Task objective
Format each of the rows below as a numbered list, leaving out any blank lines.

Recorded information
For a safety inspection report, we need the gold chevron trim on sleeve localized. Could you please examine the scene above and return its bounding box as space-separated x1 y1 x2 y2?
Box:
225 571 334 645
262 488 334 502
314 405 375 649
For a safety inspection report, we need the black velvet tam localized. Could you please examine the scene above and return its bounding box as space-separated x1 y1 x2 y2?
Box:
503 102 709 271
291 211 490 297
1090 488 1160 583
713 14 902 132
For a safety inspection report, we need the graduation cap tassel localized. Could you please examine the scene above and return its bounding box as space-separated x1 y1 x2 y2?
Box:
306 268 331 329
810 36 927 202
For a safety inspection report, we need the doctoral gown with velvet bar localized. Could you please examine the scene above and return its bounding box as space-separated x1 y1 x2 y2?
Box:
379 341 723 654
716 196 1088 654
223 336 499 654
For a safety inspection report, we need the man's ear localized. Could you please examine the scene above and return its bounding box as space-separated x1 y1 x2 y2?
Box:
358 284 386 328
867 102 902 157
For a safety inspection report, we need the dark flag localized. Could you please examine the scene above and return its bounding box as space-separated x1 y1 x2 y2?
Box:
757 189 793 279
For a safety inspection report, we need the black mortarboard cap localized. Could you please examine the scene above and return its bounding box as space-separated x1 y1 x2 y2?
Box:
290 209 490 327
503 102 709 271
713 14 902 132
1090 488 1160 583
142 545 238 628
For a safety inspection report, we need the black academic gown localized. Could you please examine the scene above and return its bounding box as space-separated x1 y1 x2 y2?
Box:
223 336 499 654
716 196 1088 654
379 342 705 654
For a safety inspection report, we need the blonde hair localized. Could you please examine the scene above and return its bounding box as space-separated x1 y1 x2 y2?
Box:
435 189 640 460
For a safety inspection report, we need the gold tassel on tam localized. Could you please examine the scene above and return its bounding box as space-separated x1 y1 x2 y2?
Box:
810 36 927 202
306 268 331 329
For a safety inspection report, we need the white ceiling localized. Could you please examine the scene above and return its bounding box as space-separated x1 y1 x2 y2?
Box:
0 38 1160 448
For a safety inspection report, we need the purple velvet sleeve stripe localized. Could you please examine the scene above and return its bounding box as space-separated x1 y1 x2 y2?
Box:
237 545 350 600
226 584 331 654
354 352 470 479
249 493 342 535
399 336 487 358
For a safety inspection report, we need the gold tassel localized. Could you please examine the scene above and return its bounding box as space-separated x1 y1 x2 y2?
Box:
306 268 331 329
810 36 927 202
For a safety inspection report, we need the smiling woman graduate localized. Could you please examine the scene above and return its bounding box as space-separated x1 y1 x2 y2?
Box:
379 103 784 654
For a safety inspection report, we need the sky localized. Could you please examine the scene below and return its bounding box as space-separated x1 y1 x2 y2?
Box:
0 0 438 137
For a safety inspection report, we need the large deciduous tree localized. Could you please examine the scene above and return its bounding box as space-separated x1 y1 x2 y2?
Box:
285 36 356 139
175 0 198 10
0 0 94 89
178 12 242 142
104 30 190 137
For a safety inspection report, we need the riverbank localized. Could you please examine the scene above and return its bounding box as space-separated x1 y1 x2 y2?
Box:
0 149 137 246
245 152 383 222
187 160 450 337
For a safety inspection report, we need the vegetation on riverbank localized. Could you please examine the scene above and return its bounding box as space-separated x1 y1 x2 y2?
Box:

Worked answer
1. For a safety inspection report, we need the gold chevron trim on sleeve localized. Could you please examine the scene above and return its bounding box as space-separated x1 y1 x2 y2?
2. Box:
3. 225 571 334 645
4. 262 488 334 502
5. 314 405 375 649
6. For a safety inspection report, we need the black velvet tam localized. Could you please examine the scene above and return its bounding box as space-separated x1 y1 x2 y2?
7. Box:
8. 503 102 709 271
9. 291 211 490 297
10. 1090 488 1160 583
11. 713 14 902 132
12. For a safety inspection report, we need the graduation cap tassel localized. Could you please examine the scene above and return its bounding box as space-separated x1 y1 x2 y2?
13. Box:
14. 306 268 331 329
15. 810 36 927 202
16. For a safety inspection report, we need the doctoral gown with velvet bar localized. Could you please examine the scene above and return its bounding box as space-separated x1 y1 x2 y2?
17. Box:
18. 379 341 723 654
19. 716 196 1088 654
20. 223 336 499 654
21. For a safety inspection report, we need the man's ear localized. Could you please examine the scene above and return its bounding box as space-separated x1 y1 x2 y2?
22. Box:
23. 358 284 386 328
24. 867 102 902 157
25. For a safety inspection report, we need the dark flag localized. Could you please examine the scene above and return its bounding box as space-separated x1 y1 x2 y2?
26. Box:
27. 757 189 793 279
28. For a safety inspection report, we need the black mortarboard cap localized. Could you please examine the scene above and return its bounding box as space-separated x1 y1 x2 y2?
29. Box:
30. 290 209 490 327
31. 503 102 709 271
32. 713 14 902 132
33. 1090 488 1160 583
34. 142 545 238 628
35. For a safety inspection report, we need the black academic gown localized. Could you please examine the scene above and return its bounding box as space-separated x1 y1 x2 y2?
36. Box:
37. 223 336 499 654
38. 716 196 1088 654
39. 379 342 705 654
40. For a safety inspection report, we need the blonde hair localized. Could you please examine the scene above and return its bounding box as space-separated x1 y1 x2 y2?
41. Box:
42. 435 189 640 460
43. For a safety inspection report, we need the gold tassel on tam localized. Could you please examine the scene above and return its bounding box as space-separated x1 y1 x2 y2?
44. Box:
45. 810 36 927 202
46. 306 268 331 329
47. For a safety inspection report, we need the white ceiling localized. Could you please examine the scene above and return its bounding box as space-separated x1 y1 x2 y2?
48. Box:
49. 0 38 1160 448
50. For a safety inspection report, we need the purple velvet sleeve stripe localized. Could you please examine the scene above and return its bounding box as space-separated x1 y1 x2 y2?
51. Box:
52. 237 545 350 600
53. 226 584 331 654
54. 354 352 470 479
55. 249 493 342 535
56. 399 336 487 358
57. For a safety inspection report, we need the gold tassel localized. Could you please examine the scene above and return its bounding box as space-separated x1 y1 x2 y2?
58. Box:
59. 306 268 331 329
60. 810 36 927 202
61. For a safety inspection report, we need the smiling woman graduate localized. Could you please examine the scene above and return its bounding box as space-separated x1 y1 x2 y2?
62. Box:
63. 379 103 784 654
64. For a safety inspection report, we need the sky localized. Could you please examine the scene below and return its bounding box as space-separated x1 y1 x2 y2?
65. Box:
66. 0 0 438 137
67. For a safety inspection report, we need the large deciduous tree localized. Could you please examine the scene above and return its bounding box as space-separated x1 y1 x2 y2?
68. Box:
69. 285 36 356 139
70. 175 0 198 10
71. 0 0 94 89
72. 178 12 242 142
73. 104 30 190 137
74. For a safety inspection report, we need the riverbank localized. Could you please examine the scene above and return its bounding box as space-separated x1 y1 x2 y2?
75. Box:
76. 0 149 137 246
77. 245 152 383 222
78. 187 160 450 337
79. For a safety inspection report, we need the vegetation on riverbank localized. Could you please examine the scene above and return its bounding box as space-separated x1 y1 x2 y2?
80. Box:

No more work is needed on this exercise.